-- SHORT TASK 1 --
From the article on Social Security, list everything the surplus money is said to help the government fund.
-- SHORT TASK 2 --
Answer these questions using the article on Social Security, one answer per line:
(a) Around what year will more money be taken out than brought in?
(b) What percentage of a working American's paycheck goes to Social Security?
(c) Who is credited as photo editor?
-- SHORT TASK 3 --
Transcribe the article on Social Security from "There has been" up to and including "ready to retire.".

Social Security shortage to affect generation Y

By Christina Williams
April 14, 2005

Jess Webb / Photo Editor

President George W. Bush is trying to sell the idea of privatized accounts for Social Security to non-baby boomers as a means of income in order to be prepared for the inevitable Social Security shortage.

There has been a huge debate as to where Social Security will be in the next five to 10 years. Presently, the president says that the Social Security trust fund will go bankrupt and there will not be enough money to support those who come after the baby-boomer generation.

Bush has come up with what he feels is the answer to the Social Security shortage. Bush suggests that younger generations should start private accounts in order to save money that they can have access to when they are ready to retire.

All employed citizens pay into Social Security, however, there is no bank account for each individual that contributes Social Security funds. Instead, the money goes into one Social Security pot.

The problem stems from the trust fund, which has forced Social Security to run into a surplus. The money from the surplus is helping the government fund the military, education programs and tax cuts.

In a few years, there will be major changes that could potentially affect the trust fund. In about 2018, more money will be taken out than is brought in and the government will have to look towards outside sources to cover the money they used from the trust fund.

The dwindling status of the trust fund is the key point to Bush’s plan for private accounts. The idea of there not being Social Security is incentive for today’s generation to open private accounts.

In the end, those who choose to start private accounts will be able to keep that money for themselves after they retire. But by diverting money into private accounts, America will further deflate the Social Security fund.

These seemingly effective accounts have a downside as well. The only way private accounts will benefit those who decide to have them will be if the economy greatly improves.

With the economy still struggling, if private accounts were in effect, most people would be losing money. A person with a private account in today’s economy would be taking in less money than a person who did not have a private account and was collecting money from Social Security.

What Bush is not telling Americans is that these privatized accounts will only work if the economy improves. Bush is using the idea of “private accounts” to appeal to young people since many think Social Security, the way it is now, will not be around for them.

However, as long as the war continues and the deficit grows, these private accounts may not be the answer. On the other hand, if Bush can figure out a way to strengthen the economy, private accounts could be a beneficial plan.

Currently, working Americans loose 6.2 percent of his or her paycheck to Social Security. If a person opens a private account, 4 percent out of that 6.2 percent will go to their private account and the other 2.2 percent will go to the Social Security pot since some will opt not to have a private account.

-- EXTRACTED INFORMATION --
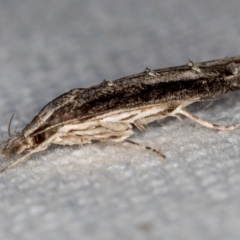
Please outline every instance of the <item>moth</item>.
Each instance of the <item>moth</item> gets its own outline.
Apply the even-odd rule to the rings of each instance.
[[[240,89],[240,56],[150,70],[104,80],[90,88],[73,89],[48,103],[22,132],[14,133],[0,145],[3,158],[23,155],[1,172],[43,151],[51,144],[87,144],[114,141],[139,145],[128,140],[133,126],[145,126],[168,116],[184,115],[216,130],[233,130],[240,123],[220,126],[187,112],[197,101]],[[160,151],[146,147],[165,157]]]

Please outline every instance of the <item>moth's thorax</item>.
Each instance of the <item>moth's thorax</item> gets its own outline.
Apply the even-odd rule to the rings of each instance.
[[[31,139],[26,139],[22,133],[16,133],[0,146],[3,158],[9,158],[31,148]]]

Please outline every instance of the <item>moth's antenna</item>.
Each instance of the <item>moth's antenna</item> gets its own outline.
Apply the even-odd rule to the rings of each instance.
[[[9,121],[9,124],[8,124],[8,136],[9,137],[12,137],[12,134],[11,134],[11,123],[12,123],[12,120],[13,120],[13,116],[14,116],[14,113],[13,113],[12,117],[10,118],[10,121]]]

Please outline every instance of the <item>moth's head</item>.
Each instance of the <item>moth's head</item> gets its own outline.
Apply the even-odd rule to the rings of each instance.
[[[10,158],[20,154],[31,146],[22,133],[15,133],[6,142],[0,145],[0,154],[3,158]]]
[[[41,148],[41,150],[43,150],[49,145],[48,139],[54,135],[55,132],[56,129],[46,132],[40,131],[38,133],[36,131],[27,136],[24,135],[24,132],[14,133],[6,142],[0,145],[0,155],[5,159],[10,158],[25,151],[32,151],[45,142]]]

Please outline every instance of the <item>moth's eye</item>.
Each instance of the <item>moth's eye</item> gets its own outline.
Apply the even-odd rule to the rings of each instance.
[[[34,136],[34,142],[36,144],[40,144],[42,143],[43,141],[45,141],[45,135],[44,133],[40,133],[40,134],[37,134]]]

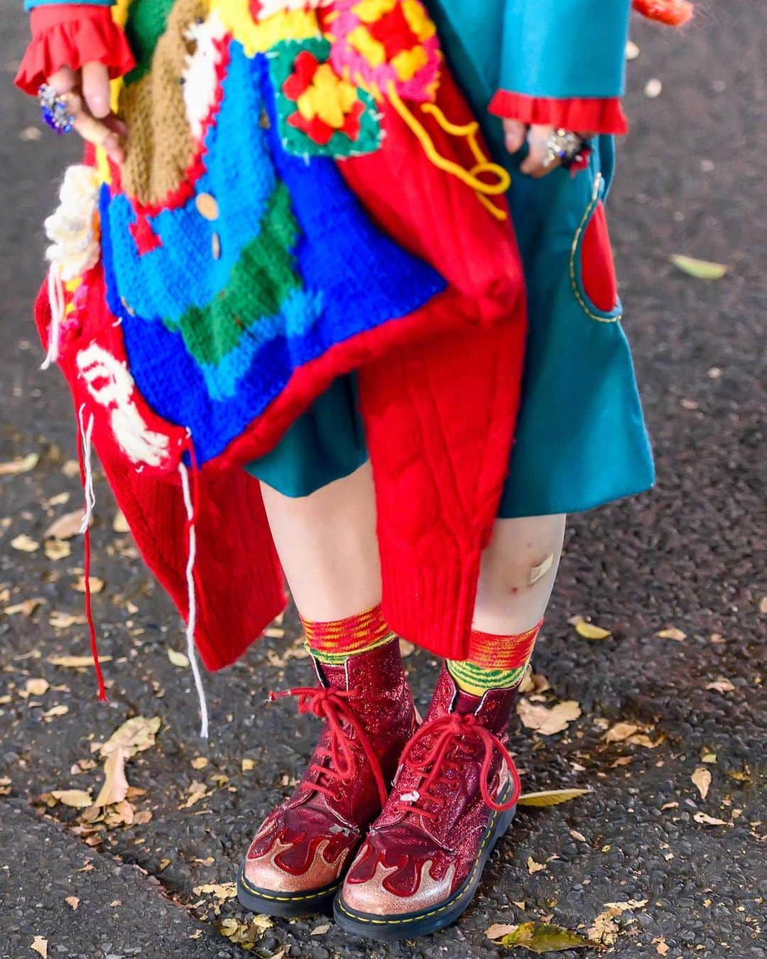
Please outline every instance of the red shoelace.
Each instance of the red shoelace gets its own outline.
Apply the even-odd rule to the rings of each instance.
[[[414,760],[412,758],[413,750],[428,737],[432,738],[426,753],[422,759]],[[469,756],[467,747],[476,744],[482,748],[482,766],[479,773],[479,791],[482,795],[482,801],[491,809],[498,812],[510,809],[520,798],[522,784],[509,751],[494,733],[481,725],[476,716],[472,713],[458,715],[455,713],[448,713],[444,716],[437,716],[435,719],[424,723],[405,747],[405,752],[400,760],[401,763],[407,765],[424,779],[417,789],[417,798],[411,801],[403,801],[400,798],[399,806],[410,812],[417,812],[425,819],[435,819],[445,806],[444,799],[435,792],[436,786],[438,784],[446,785],[451,789],[459,787],[463,760],[475,758],[474,754]],[[490,796],[491,765],[496,754],[500,755],[501,760],[506,763],[514,783],[511,798],[505,803],[497,803]],[[453,778],[447,775],[451,769],[456,774]],[[437,808],[425,808],[427,803],[432,803]]]
[[[320,719],[327,720],[330,730],[330,748],[317,749],[315,756],[320,760],[330,759],[330,765],[325,766],[322,761],[314,761],[311,764],[310,770],[317,772],[317,778],[312,783],[312,788],[327,796],[328,799],[335,798],[336,790],[332,784],[323,783],[323,778],[331,783],[334,779],[341,783],[351,783],[357,773],[357,760],[352,748],[352,738],[347,730],[343,728],[343,724],[347,723],[357,737],[357,741],[361,746],[365,759],[373,771],[379,799],[383,807],[386,802],[387,791],[381,763],[370,739],[367,737],[364,727],[349,705],[349,700],[359,695],[359,690],[334,690],[322,686],[306,686],[297,687],[294,690],[285,690],[281,692],[269,692],[269,699],[273,701],[281,699],[283,696],[298,696],[299,713],[302,714],[311,713]]]

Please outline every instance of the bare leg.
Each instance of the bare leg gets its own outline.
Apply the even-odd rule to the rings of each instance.
[[[474,628],[510,636],[539,622],[554,586],[567,517],[498,520],[482,555]]]
[[[342,620],[381,602],[370,463],[300,499],[261,487],[288,585],[305,620]]]

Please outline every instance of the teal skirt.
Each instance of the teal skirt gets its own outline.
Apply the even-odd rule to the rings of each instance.
[[[587,170],[558,170],[540,180],[519,173],[519,155],[505,157],[530,325],[501,519],[580,512],[654,482],[622,306],[610,294],[615,273],[604,203],[615,144],[602,136],[593,146]],[[366,458],[355,380],[344,377],[248,471],[300,497]]]

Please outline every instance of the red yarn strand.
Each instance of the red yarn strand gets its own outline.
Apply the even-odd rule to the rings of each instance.
[[[80,420],[78,419],[78,422]],[[82,492],[85,493],[85,455],[82,448],[82,433],[78,430],[78,460],[80,462],[80,481],[82,484]],[[88,630],[90,632],[90,652],[93,656],[93,665],[96,667],[96,679],[99,684],[99,699],[105,703],[106,687],[104,683],[102,665],[99,662],[99,644],[96,639],[96,623],[93,620],[93,601],[90,591],[90,526],[85,528],[83,533],[85,541],[85,556],[83,559],[83,573],[85,578],[85,618],[88,620]]]
[[[689,0],[634,0],[634,9],[642,16],[669,27],[681,27],[695,12]]]

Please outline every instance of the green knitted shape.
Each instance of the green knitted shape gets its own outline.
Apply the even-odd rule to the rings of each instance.
[[[279,183],[269,199],[261,232],[243,250],[225,290],[206,307],[192,307],[178,326],[198,363],[215,364],[231,353],[259,321],[276,317],[288,296],[302,287],[292,249],[298,224],[291,196]]]
[[[136,83],[151,67],[157,41],[165,33],[175,0],[133,0],[128,10],[126,35],[136,65],[126,75],[126,83]]]
[[[269,79],[274,89],[283,149],[294,156],[332,156],[336,159],[374,153],[381,147],[383,139],[380,114],[375,99],[361,87],[357,88],[357,99],[362,109],[359,118],[360,130],[354,139],[343,130],[337,130],[327,143],[317,143],[304,130],[288,122],[291,116],[297,113],[298,108],[295,101],[286,96],[284,85],[294,72],[295,59],[303,51],[312,54],[319,63],[326,63],[330,58],[331,45],[322,37],[283,40],[269,54]]]

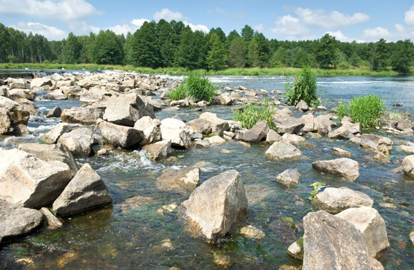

-- TASK OUTPUT 1 --
- The military
- Education programs
- Tax cuts

-- TASK OUTPUT 2 --
(a) About 2018
(b) 6.2 percent
(c) Jess Webb

-- TASK OUTPUT 3 --
There has been a huge debate as to where Social Security will be in the next five to 10 years. Presently, the president says that the Social Security trust fund will go bankrupt and there will not be enough money to support those who come after the baby-boomer generation.

Bush has come up with what he feels is the answer to the Social Security shortage. Bush suggests that younger generations should start private accounts in order to save money that they can have access to when they are ready to retire.